*** Opening of SOURCE PASSAGE ***

I finally told my her about my "fetish" when I basically had to, because I often had difficulty finishing inside of her, and when this happened I would go back to old thoughts to try and finish, picturing myself as her or as another woman. This was obviously often difficult to do and still try to give attention to her needs, and usually didn't work. She questioned me about it. What was wrong? Is it her? Am I not attracted to her? etc. I basically told her the truth and told her much of what I have summarized here, but I told her that it was a weird fetish that got into my head when I had no real world experience with girls but it was basically the only way that I knew how to finish, and it was hard to do that while taking care of her needs. I told her that I didn't know how to "unlearn" this, but I wanted to, and I only wanted to be with her. She asked if I was gay, I told her that I was not, at all. All of this was true, at least as I saw it at the time. She asked if I wanted to be a woman, if I wanted to a have an operation, etc. I told her that it's all fantasy stuff, and in all my fantasies I was a "real" woman, and that it's something that just cannot be. I said that if I had the operation, I would be an ugly woman (which I later learned is one of the most common things that trans people say to justify not taking any action) and that if I did it, I would probably only be looked at as a sexual partner by other transgender people, who still kinda weirded me out and I did not want to think that I was like them. She asked if I wanted her to do makeup for me, and I said, sure, if it's just for her, I wasn't going outside like that. And when she did she told me that I was right, I would be an ugly woman, which I laughed at with her, but inside it discouraged that part of me. This was all before we were even engaged, and we kinda just never talked about it after that.

Fast forward several years, we are married and she is pregnant with our twins. We still don't talk about it, and I still have the same difficulties. I have also gone back to masturbating to these type of things. I did give it up for a while, as I told her I would, but the urges came back, and I went back to indulging them. At this point I am using a program on my computer, I don't remember the name of it, to edit my face onto women's bodies, which I would then use to masturbate. We both shared this computer, but I would close the program, keep the files created with it in a hidden folder, etc. so that she wouldn't see them. She wasn't and isn't very computer savvy. On this particular evening I was going to a sporting event downtown with my friend one that I had been very much looking forward to, but I guess she wasn't home before I left and I took the opportunity to get off real quick before I went out with my friend. And as so often happens with these things, I was not in the right state of mind and left the program and the folder open on my desktop when I left. She of course finds this when she gets home and starts texting me and questioning me about it and getting upset with me, especially becuase she is carrying my twins at the time. I'm sure she feels like her world is crashing down at this point, meanwhile I am stuck at this event with my friend who I cannot talk to about this and I am miserable and feeling bad about myself and am unable to enjoy this event that I had been so looking forward to. My world is crashing down at the same time as hers.

Again, we had the same discussions, and I swore off it again, deleting the program and all of my files. Of course, this would all start again, and we would go back to not talking about it.

*** Close of SOURCE PASSAGE ***

WORK TO COMPLETE →
**A)** In the personal account, where was the narrator going on the evening the program was left open on the desktop?
**B)** For each statement, say whether it agrees with the personal account, and quote the words that decide it: (i) The partner asked whether the narrator was gay. (ii) The first conversation about the fetish happened after the couple became engaged. (iii) The narrator stored the edited files in a hidden folder.
**C)** Carry the personal account forward, beginning after its final sentence.

*** Opening of DATASET CONTENT ***

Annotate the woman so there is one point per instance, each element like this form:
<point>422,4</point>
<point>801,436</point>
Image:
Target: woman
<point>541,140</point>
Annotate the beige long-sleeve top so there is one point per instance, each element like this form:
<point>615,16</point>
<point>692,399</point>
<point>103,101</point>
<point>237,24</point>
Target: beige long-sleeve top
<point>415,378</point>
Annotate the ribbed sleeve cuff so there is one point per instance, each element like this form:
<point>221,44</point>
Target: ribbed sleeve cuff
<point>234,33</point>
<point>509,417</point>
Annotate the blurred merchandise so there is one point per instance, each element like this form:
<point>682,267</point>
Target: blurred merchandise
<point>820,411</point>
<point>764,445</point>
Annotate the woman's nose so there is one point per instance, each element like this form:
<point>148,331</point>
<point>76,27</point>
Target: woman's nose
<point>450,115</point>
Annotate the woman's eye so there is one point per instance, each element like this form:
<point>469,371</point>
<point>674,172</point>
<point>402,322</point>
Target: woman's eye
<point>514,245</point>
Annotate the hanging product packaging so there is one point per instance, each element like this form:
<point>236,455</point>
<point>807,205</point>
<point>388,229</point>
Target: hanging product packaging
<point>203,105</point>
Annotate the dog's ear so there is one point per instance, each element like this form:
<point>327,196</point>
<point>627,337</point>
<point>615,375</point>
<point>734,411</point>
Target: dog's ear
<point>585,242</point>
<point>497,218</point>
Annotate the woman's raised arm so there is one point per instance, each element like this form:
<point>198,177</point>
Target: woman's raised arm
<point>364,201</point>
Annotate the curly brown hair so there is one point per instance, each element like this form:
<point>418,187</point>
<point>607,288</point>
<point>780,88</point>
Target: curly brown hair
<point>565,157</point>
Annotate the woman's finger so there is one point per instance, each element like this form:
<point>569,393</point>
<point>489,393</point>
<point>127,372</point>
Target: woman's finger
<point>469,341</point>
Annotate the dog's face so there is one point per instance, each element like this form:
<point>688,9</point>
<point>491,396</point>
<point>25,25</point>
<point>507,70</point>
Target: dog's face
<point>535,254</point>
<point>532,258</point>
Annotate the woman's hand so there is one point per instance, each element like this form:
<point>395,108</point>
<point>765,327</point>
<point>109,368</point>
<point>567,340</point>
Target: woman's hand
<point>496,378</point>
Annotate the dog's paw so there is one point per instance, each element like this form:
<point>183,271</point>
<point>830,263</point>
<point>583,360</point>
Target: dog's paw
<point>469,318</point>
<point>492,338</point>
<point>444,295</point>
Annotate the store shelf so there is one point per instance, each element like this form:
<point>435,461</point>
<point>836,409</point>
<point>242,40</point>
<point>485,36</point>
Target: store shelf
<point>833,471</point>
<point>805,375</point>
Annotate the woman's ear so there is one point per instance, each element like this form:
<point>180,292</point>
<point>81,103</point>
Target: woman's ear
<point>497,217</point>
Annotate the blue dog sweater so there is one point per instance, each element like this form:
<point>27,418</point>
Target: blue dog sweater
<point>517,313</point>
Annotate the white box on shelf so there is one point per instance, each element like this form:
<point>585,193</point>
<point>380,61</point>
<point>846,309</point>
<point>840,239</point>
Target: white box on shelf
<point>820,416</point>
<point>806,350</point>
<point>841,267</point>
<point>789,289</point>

*** Close of DATASET CONTENT ***

ANSWERS GIVEN →
**A)** To a sporting event downtown with a friend.

**B)**
(i) Yes: "She asked if I was gay"
(ii) No: "This was all before we were even engaged"
(iii) Yes: "keep the files created with it in a hidden folder"

**C)**
Now fast forward to a few months ago. We have been married for almost 14 years and our kids are all about to be in middle school. I discover the Reface app, and immediately begin using to to put my face onto women's bodies from movie clips, music videos, GIFs, etc. If you've never tried this app, it's basically like a really quick and easy deepfake app, but it's pretty amazing what it can do with one selfie. After making tons of these, I then see a few male videos that sound fun (Spider-Man, Indiana Jones) etc. and the results look really cool so I text them to my wife. She responds positively, so I do a few more. Then I take a risk on a Marilyn Monroe clip. My wife LOVES Marilyn Monroe. She reacts REALLY positively to this. I text her more of me as women, still mixed in with the men and she continues to respond positively to everything. Eventually she responds to one of the female videos with "Is it weird if this turns me on?" This is a huge flashing lightbulb in my brain, and I respond with "Not at all! It turns me on that it turns you on!" which was 100% true. I continue to send these to her, and eventually she asks me I would like to dress up for her. I told her that I had actually been thinking about asking her the same thing but was afraid to. I didn't know how we would do it though with it about to be summer and our kids would be home all the time.

We decided to book a hotel for our anniversary and have my mom watch the kids for the weekend. We begin to order outfits for me to wear in the hotel, and as this is all becoming real in my head (I had never really cross dressed apart from a few times I had put on my mom or my sisters bathing suits while they were sitting in the bathroom drying and wishing that I could have the body to fill it out for a while). My head is going wild and I begin to start google searching my feelings and I stumble across a few places, but mainly This blog and this entry in particular by a trans lesbian woman who goes by Cassie LaBelle and while it doesn't align with my experiences exactly, so much of it does that I break into tears reading it. I'm not a weirdo, other people have experiences strikingly similar to mine, and they are in fact trans women.

As this is going on I sort of begin to accept this truth about myself, it also scares the shit out of me. Will accepting this truth about myself make this better, or will it bring my whole world crashing down once and for all. I continue thinking about this without telling my wife, but it's making me so anxious and physically sick. She asks what's wrong, and I tell her the truth, that I'm questioning my gender. I sort of wish I could go back to how it was before. I was happy with my life, my job, my wife, my kids, and not uncomfortable being a man, but once I accepted this truth about myself I can't just put the genie back in the bottle. As Cassie describes in one of her blogs it's like "Red Pill" in the Matrix (which in itself is very much a trans story, which shouldn't be surprising, considering who wrote and directed it) there's just no going back to your ignorant bliss.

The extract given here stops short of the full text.